◆ **What is expected**
Give back the records below exactly, every one, with no pictures.

◆ **Material**
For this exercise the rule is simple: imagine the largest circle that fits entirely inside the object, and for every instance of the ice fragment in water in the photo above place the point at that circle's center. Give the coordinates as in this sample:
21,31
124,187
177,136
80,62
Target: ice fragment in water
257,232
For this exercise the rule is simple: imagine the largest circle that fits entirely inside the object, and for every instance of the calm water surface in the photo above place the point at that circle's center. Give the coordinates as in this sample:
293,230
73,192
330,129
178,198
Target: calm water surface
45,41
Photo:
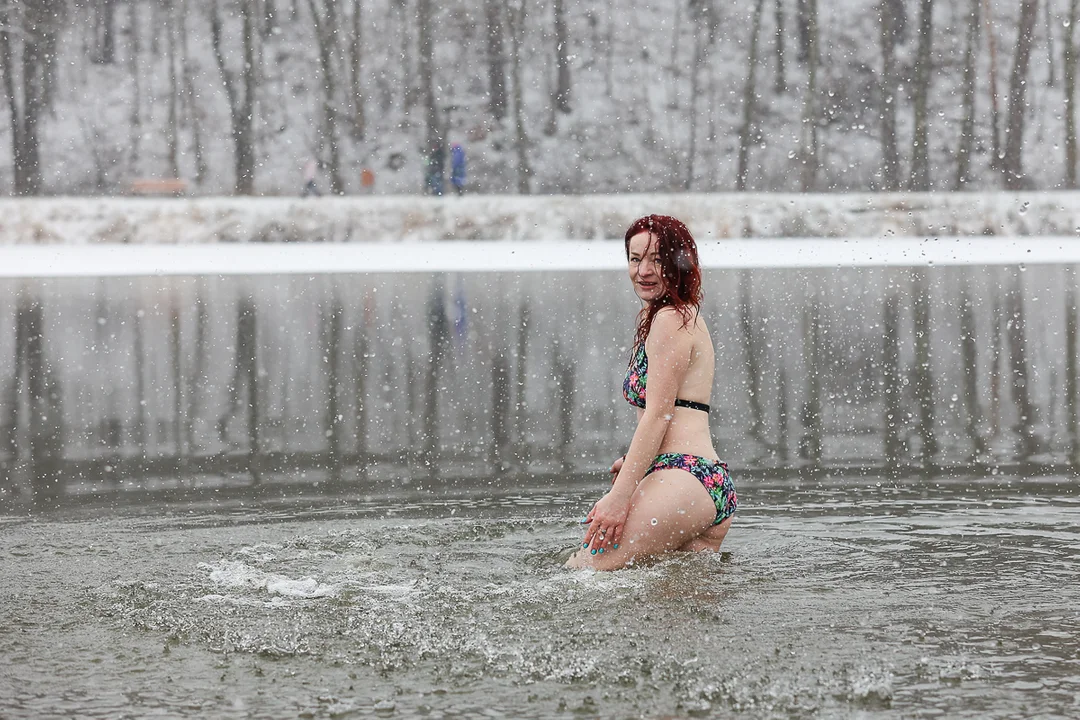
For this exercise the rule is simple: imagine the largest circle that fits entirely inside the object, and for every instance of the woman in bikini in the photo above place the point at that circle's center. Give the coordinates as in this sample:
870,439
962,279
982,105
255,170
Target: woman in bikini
671,491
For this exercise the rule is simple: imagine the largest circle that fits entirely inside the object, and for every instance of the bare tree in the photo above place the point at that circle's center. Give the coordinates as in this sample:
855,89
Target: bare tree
1014,132
104,51
515,17
808,140
780,84
968,124
748,98
496,59
356,86
427,73
194,111
920,139
1051,76
889,83
172,130
991,40
241,93
562,96
24,41
1069,60
325,22
135,70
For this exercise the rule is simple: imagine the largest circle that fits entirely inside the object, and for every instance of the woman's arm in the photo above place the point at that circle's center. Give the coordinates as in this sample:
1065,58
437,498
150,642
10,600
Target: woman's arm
669,348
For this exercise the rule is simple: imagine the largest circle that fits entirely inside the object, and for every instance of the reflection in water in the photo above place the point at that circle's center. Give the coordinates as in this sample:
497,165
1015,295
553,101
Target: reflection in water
172,382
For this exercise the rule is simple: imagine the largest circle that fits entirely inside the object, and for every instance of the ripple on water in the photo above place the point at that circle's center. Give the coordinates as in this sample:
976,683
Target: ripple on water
878,603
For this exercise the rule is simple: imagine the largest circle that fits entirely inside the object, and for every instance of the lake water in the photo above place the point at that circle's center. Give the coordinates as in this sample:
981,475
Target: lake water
947,597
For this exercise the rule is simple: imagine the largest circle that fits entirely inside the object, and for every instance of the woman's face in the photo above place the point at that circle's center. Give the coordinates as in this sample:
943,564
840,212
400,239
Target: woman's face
644,267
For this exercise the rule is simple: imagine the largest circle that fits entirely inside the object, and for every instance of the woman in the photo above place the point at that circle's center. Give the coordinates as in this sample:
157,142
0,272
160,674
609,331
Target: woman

◆ **Written response**
For this exercise the rule is simple: imagine the largest circle that fits entirely inside the object, and for every instance of the ice fragment in water in the photo above place the point at that circle's center. Give the coordinates as in this sample:
21,31
124,187
177,136
80,62
Target: ice fragment in water
257,232
For this exercise the rule is simple: imagine the largest circle that fits entirely inside the object, and for every instance of the calm water surface in the photo above place the point at that circle's center. Give the coordinates as in this sample:
293,230
73,192
330,129
178,198
Target: calm water surface
45,41
Photo:
For this exercise the rule is simple: imagine the largest circle that fits entirely inside the object, and for every instance of the woman in bikini in the photo above place the point at that circle's center. Give the coordinates as in this sample:
870,439
962,279
982,105
255,170
Target: woman in bikini
671,491
For this exercise the rule is simple: imagine the largest circle that fits entirely inside the object, and for every instance of the bare tree in the photo above place the point at that circle's center. Give the coordinates as in this sample:
855,89
Target: bare tree
1014,132
104,51
515,17
808,140
780,84
968,124
748,98
496,59
356,86
427,73
194,111
920,139
1051,76
889,83
172,130
991,40
241,93
562,96
24,41
1069,60
325,22
135,70
For this exercise the rule is simple: imagine the largest circle that fits entirely inside the object, and for every instance of the woman's arm in the photo above place the point at that circle's center. Give the coordinates as in this sample:
1065,58
437,498
150,642
10,600
Target: woman's arm
669,348
For this exercise the rule is simple: imagine the largest circle that fits entirely inside the object, and for every instance of the reflection in water in the photo above place the point at that circle's center. Give the coordinates as in this sample:
497,165
1015,295
553,101
Target: reflection in water
172,382
For this exercise the rule is simple: imagine the largest circle that fits entirely inside the object, and for every instance of the ripple on water in the photo above place the point at that circle's center. Give the coordinates as in this sample:
976,683
Target: ripple on water
878,603
For this exercise the rule is simple: imagine the largest circle that fits entirely inside the object, and for every instance of the lake water in the photo above place the point at that circle's center. Give the coordinates as in this sample:
981,475
Target: lake water
947,597
For this exercise the rule is simple: imagine the largest circle that fits entirely inside the object, and for every instance of the woman's face in the photo above place the point at that circle's center. Give the coordinates as in this sample:
943,564
840,212
400,239
Target: woman's face
644,267
For this exercise the rule is simple: imagine the largest circle that fits entirely inside the object, and for every instance of the woman in the photo above place the point at that circle's center. Give the coordinates as in this sample:
157,142
0,272
160,674
609,331
Target: woman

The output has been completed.